> **Your assignment**
For each statement, answer yes or no to say whether it agrees with the article on Australian graduate loans, and quote the words that decide it: (a) the compulsory repayment threshold was raised for the 2019-20 year; (b) students who dropped out before graduating will also have to repay; (c) repayments begin at the start of July.

> **Source text**
▬▬▬▬▬▬▬▬▬▬
AUSTRALIA

Graduate shock as wage level for loan payment is lowered

Tens of thousands of Australians who took out government loans to complete their university degrees will have to start paying them back from the beginning of July. Those already paying off loans will have to increase the rate of repayment.

So will all the students who dropped out of university before graduating, even if they were only enrolled for six months of the first year of their courses.

The conservative government in Canberra has lowered the wage level at which loan repayment becomes mandatory and will recover billions of dollars from graduates much sooner.

The compulsory repayment threshold for the 2018-19 year was set at almost AU$52,000 (US$36,500) but this has been dropped to nearly AU$46,000 for the 2019-20 year. This means thousands more young Australians than before will be required to start repaying the money they borrowed to complete their degrees.

And the more they earn, the more money they have to repay the government.

While a graduate on a salary of AU$52,000 a year has to repay 2% of that sum to the tax office each year as part of the loan repayment, the higher the salary the greater the repayment rate: a graduate earning more than AU$100,000 a year pays 7.5% in additional taxes.
▬▬▬▬▬▬▬▬▬▬
> **Extracted data**
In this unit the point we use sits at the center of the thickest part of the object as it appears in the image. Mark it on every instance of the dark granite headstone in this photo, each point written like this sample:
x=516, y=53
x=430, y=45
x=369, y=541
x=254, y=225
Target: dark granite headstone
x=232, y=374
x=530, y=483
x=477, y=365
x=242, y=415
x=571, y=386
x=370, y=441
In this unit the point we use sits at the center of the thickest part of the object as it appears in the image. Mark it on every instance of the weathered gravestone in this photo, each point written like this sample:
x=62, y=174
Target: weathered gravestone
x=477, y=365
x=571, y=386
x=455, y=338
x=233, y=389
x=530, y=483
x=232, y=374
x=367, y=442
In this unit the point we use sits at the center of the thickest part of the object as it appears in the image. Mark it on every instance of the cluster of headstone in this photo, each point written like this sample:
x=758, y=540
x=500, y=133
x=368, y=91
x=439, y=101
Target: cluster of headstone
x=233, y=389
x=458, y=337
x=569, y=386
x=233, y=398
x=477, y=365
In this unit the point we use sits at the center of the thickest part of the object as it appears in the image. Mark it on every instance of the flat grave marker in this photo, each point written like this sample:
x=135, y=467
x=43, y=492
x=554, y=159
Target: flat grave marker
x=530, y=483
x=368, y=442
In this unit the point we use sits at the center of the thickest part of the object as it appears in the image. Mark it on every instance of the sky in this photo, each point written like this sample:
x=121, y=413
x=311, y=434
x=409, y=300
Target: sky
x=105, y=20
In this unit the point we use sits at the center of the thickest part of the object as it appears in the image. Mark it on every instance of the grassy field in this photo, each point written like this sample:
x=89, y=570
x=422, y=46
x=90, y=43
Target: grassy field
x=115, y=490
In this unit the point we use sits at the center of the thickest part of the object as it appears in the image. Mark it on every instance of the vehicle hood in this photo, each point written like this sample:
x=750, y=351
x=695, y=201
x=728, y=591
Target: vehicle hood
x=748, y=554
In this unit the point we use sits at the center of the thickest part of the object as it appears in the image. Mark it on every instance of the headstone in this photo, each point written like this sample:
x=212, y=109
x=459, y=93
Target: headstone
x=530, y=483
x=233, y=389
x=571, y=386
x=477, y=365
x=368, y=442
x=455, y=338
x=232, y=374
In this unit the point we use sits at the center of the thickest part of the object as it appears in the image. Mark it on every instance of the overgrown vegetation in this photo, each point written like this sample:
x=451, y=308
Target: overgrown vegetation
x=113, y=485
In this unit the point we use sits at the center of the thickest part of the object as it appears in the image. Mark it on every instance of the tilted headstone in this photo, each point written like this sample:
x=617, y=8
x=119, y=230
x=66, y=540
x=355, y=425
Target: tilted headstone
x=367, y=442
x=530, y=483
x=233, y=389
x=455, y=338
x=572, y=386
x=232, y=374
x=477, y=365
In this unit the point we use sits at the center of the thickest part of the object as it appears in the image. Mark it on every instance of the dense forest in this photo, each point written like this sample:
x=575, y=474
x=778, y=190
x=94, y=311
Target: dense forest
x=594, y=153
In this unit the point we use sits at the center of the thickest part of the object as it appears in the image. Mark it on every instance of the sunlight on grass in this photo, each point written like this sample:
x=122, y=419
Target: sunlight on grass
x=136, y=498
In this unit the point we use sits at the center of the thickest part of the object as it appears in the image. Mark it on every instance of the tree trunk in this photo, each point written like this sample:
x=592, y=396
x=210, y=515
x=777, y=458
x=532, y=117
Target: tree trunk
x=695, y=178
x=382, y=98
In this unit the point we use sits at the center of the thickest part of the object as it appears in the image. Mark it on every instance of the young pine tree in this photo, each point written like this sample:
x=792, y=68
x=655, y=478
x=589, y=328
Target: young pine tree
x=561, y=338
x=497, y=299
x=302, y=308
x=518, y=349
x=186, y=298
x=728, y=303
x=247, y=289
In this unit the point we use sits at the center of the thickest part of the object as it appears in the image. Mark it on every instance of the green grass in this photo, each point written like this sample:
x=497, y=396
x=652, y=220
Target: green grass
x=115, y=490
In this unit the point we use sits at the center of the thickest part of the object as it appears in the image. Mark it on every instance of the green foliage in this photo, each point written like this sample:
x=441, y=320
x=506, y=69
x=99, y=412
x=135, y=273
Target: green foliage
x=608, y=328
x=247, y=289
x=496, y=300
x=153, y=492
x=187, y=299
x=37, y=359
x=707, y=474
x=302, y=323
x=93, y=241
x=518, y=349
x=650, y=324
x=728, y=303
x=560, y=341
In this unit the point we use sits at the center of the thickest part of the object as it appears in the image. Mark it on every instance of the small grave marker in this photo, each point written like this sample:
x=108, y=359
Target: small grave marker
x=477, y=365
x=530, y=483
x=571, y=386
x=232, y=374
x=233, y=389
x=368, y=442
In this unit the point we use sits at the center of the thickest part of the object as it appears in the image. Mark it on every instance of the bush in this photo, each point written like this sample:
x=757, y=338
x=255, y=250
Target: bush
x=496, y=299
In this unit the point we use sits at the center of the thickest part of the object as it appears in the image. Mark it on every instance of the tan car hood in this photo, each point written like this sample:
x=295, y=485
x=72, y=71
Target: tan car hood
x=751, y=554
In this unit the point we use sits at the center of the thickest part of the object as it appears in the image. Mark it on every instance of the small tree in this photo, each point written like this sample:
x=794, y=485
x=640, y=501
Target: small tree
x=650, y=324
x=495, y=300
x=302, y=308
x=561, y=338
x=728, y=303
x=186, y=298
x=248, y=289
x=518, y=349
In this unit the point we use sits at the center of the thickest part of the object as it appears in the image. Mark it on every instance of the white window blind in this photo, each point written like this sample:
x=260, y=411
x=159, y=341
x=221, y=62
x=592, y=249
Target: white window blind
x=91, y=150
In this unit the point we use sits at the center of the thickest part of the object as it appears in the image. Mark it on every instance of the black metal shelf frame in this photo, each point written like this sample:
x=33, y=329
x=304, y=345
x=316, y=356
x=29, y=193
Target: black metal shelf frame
▬▬▬▬▬▬▬▬▬▬
> **Response to the exercise**
(a) No: "this has been dropped to nearly AU$46,000 for the 2019-20 year"
(b) Yes: "So will all the students who dropped out of university before graduating"
(c) Yes: "will have to start paying them back from the beginning of July"